TASK DETAILS: Reproduce every entry in the listing without alteration.

DATASET ROWS:
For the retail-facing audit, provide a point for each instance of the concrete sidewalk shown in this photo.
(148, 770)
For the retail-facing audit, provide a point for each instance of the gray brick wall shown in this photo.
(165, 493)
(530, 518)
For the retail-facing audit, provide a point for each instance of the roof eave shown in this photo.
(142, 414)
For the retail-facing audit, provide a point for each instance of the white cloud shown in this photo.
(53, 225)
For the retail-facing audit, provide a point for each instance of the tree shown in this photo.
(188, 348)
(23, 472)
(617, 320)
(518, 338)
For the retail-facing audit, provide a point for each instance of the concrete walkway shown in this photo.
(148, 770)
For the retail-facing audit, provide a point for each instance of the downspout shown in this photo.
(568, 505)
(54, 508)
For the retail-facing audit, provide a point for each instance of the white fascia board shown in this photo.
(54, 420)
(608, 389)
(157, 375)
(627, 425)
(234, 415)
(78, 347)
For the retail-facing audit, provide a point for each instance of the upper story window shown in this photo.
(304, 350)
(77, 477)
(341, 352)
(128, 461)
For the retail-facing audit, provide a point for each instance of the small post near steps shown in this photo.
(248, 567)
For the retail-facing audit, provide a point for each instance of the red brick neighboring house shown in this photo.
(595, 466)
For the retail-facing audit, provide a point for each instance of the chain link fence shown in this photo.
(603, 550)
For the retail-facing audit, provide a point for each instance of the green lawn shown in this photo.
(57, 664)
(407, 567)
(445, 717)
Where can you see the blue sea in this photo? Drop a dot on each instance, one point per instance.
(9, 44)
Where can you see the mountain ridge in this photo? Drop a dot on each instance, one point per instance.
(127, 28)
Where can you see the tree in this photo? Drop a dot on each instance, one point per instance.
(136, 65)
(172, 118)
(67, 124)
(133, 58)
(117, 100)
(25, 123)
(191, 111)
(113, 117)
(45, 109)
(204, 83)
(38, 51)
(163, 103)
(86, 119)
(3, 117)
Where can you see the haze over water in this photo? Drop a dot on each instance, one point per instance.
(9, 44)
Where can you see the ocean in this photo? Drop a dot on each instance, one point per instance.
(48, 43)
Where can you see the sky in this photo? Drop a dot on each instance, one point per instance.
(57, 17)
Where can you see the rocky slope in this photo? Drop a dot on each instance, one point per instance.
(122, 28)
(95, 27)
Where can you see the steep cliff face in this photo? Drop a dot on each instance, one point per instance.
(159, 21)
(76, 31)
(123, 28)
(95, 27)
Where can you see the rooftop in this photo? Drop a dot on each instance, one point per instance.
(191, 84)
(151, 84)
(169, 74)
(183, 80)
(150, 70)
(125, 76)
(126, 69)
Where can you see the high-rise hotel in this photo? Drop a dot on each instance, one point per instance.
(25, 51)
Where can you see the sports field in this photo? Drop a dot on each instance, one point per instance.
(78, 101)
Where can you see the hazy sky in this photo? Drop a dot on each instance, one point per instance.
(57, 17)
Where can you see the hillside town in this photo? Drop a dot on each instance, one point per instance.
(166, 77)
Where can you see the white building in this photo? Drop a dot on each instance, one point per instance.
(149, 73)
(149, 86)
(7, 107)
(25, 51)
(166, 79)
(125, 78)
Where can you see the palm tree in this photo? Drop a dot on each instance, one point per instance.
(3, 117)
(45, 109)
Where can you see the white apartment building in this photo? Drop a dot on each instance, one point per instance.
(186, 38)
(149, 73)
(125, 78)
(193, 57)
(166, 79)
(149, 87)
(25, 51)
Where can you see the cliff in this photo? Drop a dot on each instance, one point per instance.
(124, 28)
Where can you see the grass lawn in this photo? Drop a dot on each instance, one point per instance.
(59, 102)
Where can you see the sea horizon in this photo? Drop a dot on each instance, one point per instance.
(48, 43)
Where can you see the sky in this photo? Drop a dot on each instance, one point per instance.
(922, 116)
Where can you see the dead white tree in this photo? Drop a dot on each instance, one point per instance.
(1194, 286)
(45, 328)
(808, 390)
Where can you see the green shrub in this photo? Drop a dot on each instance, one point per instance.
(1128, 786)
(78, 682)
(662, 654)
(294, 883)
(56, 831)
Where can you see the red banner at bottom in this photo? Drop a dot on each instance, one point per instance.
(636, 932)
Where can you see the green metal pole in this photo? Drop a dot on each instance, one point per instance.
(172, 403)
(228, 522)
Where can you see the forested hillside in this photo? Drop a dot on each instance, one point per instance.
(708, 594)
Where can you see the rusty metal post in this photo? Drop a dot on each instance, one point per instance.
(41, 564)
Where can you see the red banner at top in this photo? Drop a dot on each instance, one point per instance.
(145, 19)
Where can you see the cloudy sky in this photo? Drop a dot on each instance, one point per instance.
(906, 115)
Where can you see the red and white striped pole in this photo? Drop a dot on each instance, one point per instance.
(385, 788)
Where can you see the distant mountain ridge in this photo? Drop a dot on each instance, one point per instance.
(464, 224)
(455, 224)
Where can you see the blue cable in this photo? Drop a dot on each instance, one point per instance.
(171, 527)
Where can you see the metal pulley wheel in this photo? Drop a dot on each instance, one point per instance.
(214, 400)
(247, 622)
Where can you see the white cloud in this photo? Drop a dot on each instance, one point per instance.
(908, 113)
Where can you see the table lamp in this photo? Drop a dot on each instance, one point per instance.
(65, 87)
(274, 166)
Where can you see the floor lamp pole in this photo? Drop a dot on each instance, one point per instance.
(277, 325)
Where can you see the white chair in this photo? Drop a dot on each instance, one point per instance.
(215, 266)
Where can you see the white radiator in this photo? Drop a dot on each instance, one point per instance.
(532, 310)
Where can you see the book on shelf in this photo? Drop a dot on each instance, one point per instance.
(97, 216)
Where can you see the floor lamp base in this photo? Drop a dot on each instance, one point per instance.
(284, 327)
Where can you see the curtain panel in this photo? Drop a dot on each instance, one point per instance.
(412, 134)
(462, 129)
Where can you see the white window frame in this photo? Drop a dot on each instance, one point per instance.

COMPLETE ANSWER:
For the retail-facing audit, provide a point for each instance of the concrete sidewalk shown in this photo.
(148, 770)
For the retail-facing audit, provide a point for each instance of the gray brick wall shown in this photo.
(165, 493)
(530, 518)
For the retail-facing audit, provide a point for each instance of the roof eave shown in this photo.
(142, 414)
For the retail-facing audit, provide a point for each instance of the white cloud shown in this photo.
(53, 225)
For the retail-facing audit, provide a point for each instance of the tree shown in this photo.
(188, 348)
(23, 472)
(617, 320)
(518, 338)
For the retail-facing audit, provide a point for each instance of the concrete walkway shown in this photo.
(148, 770)
For the retail-facing audit, provide a point for each instance of the downspout shown in this photo.
(568, 505)
(54, 508)
For the retail-facing audit, provide a point for each instance of the white fascia board shown in this photo.
(54, 420)
(608, 389)
(157, 375)
(627, 425)
(234, 415)
(78, 347)
For the retail-facing audit, provide a point for each instance of the upper story window shown in this photo.
(304, 350)
(77, 477)
(341, 352)
(128, 461)
For the retail-facing audit, provide a point for each instance of the small post near steps shown in this photo.
(248, 567)
For the retail-facing audit, provide a point for each instance of the red brick neighboring house shown in this photo.
(595, 466)
For the retail-facing audit, provide a point for each instance of the chain link fence shown in this photo.
(603, 550)
For the retail-facing audit, provide a point for each instance of the green lawn shown in this photo.
(57, 664)
(407, 567)
(445, 717)
Where can you see the blue sea in this photo? Drop a dot on each instance, one point per instance.
(9, 44)
Where can you see the mountain ridge in this photo? Drop a dot on each instance, one point per instance.
(127, 28)
Where can you see the tree in this photo? Drop a dot on each instance, one point per instance.
(136, 65)
(172, 118)
(67, 124)
(133, 58)
(117, 100)
(25, 123)
(191, 111)
(113, 117)
(45, 109)
(204, 83)
(38, 51)
(163, 103)
(86, 119)
(3, 117)
Where can you see the haze over water in this photo? Drop a dot on each instance, one point per instance.
(9, 44)
Where can you see the ocean in this photo? Drop a dot on each instance, one point per instance.
(48, 43)
Where can you see the sky in this photo? Drop a dot on each instance, one point per instance.
(57, 17)
Where can you see the rocky slope in this photo? Drop a dot on each instance, one point per instance.
(122, 28)
(95, 27)
Where can you see the steep cliff face in this photo? Drop a dot on each instance, one point per instance.
(159, 21)
(76, 31)
(123, 28)
(95, 27)
Where can you see the rooftop in this photo? Drop a dot on each instance, one point per instance.
(191, 84)
(151, 84)
(169, 74)
(183, 80)
(150, 70)
(125, 76)
(126, 69)
Where can you see the high-rise hotel in this photo? Drop a dot on each instance, one point per instance.
(25, 51)
Where can you see the sports field in this photo? Drop a dot on each instance, one point per instance.
(78, 101)
Where can you see the hazy sky in this photo? Drop a dot on each instance, one point per instance.
(57, 17)
Where can you see the hillside town in this photo? Drop a dot on each instance, one point per instance.
(166, 77)
Where can you see the white building in this photo? Drop a dot on each instance, one point per instance.
(149, 73)
(149, 86)
(7, 107)
(25, 51)
(166, 79)
(125, 78)
Where can you see the palm tree in this photo? Drop a dot on each instance, one point per instance.
(3, 117)
(45, 109)
Where can you see the white apartment building in this photo? Drop a dot on each instance, one point per instance.
(186, 38)
(149, 73)
(125, 78)
(193, 57)
(166, 79)
(149, 87)
(25, 51)
Where can you see the cliff in this photo? Drop a dot on each instance, one point per instance.
(124, 28)
Where can you see the grass lawn in this photo? Drop a dot on each instance, one point per instance.
(59, 102)
Where can you see the sea horizon in this photo? Drop a dot on each instance, one point per instance.
(48, 43)
Where can you see the sky in this photo? Drop a dot on each instance, one point per instance.
(922, 116)
Where can you see the dead white tree in this photo? Drop a dot on each instance, one point per instance.
(1194, 286)
(45, 328)
(808, 390)
Where can you see the green shrub in this photo? Drop a dot on each instance, one point per instance.
(1128, 786)
(78, 682)
(662, 654)
(294, 883)
(56, 831)
Where can you see the red banner at bottom in this photo? Drop a dot on each instance, one point per instance.
(636, 932)
Where can you see the green metal pole in this photo? Drop a dot on each instance, one point per instance.
(172, 403)
(228, 522)
Where can you see the forested hillside in this photo? Drop a dot on each instance, one point per instance.
(708, 594)
Where can you see the rusty metal post in this photo? Drop a dot on each instance, one point per instance.
(41, 564)
Where can you see the red banner at top in this photo? Drop a dot on each instance, one point per instance.
(145, 19)
Where can you see the cloudy sky in this photo? Drop a dot on each instance, one point per instance.
(906, 115)
Where can you see the red and white striped pole in this photo? Drop a dot on each instance, one point per instance.
(385, 788)
Where can you see the distant mountain ridge in this photo? Drop a dot on each instance, one point per instance.
(464, 224)
(455, 224)
Where can you see the blue cable in this photo? Drop a dot on each instance, one point per instance.
(171, 527)
Where can you see the metal pulley wheel in this photo? Drop a dot on each instance, one point per instance.
(214, 400)
(247, 622)
Where can you see the white cloud in this photo? Drop a dot on each instance, one point per instance.
(908, 113)
Where can you see the table lamp in this photo? Drop a dot on each instance, one point per instance.
(65, 87)
(274, 166)
Where can you see the floor lamp pole in this photo? Drop a dot on each instance, one point per instance.
(277, 325)
Where can you see the white chair in this photo? Drop a dot on each instance, one point per instance.
(215, 266)
Where can you see the white radiator in this photo? Drop a dot on each instance, one point per instance.
(532, 310)
Where can you see the book on shelf in this photo? Drop a dot on each instance, one point per instance.
(97, 216)
Where can you see the floor lamp base in this photo? Drop a dot on each instance, one point per instance.
(284, 327)
Where can you see the curtain panel in this photo? Drop a dot on each instance, one point per instance.
(412, 134)
(462, 129)
Where can you see the white window frame in this photo? Drop a dot on each instance, one point per instance.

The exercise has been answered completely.